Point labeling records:
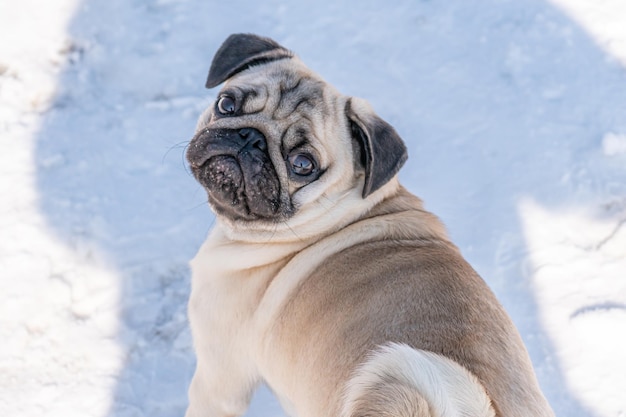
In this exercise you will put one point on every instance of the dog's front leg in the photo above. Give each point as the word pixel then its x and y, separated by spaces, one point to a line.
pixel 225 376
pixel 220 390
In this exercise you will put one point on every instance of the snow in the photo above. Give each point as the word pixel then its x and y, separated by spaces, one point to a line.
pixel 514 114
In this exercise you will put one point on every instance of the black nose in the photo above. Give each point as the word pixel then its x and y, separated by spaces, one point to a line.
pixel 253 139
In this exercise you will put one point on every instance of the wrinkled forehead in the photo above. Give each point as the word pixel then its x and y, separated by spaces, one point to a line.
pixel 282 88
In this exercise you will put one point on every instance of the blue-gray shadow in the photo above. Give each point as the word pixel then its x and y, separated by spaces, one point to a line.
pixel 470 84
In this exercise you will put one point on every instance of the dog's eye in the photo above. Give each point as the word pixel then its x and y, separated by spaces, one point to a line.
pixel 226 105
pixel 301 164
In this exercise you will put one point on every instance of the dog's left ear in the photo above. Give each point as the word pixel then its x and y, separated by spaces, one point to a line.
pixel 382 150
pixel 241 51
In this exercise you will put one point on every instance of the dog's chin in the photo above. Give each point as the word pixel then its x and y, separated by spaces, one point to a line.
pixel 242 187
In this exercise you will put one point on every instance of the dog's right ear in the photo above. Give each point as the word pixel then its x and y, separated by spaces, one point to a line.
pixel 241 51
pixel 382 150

What is expected -> Reproduce in full the records between the lines holding "of the blue-gray" and "pixel 470 84", inclusive, offsetting every coordinate in the answers by -138.

Response to the task ->
In this exercise you will put one point on every instance of the blue-gray shadow in the photo above. Give each point as the word pixel then its x and y, separated by spaces, one point to a line.
pixel 332 -54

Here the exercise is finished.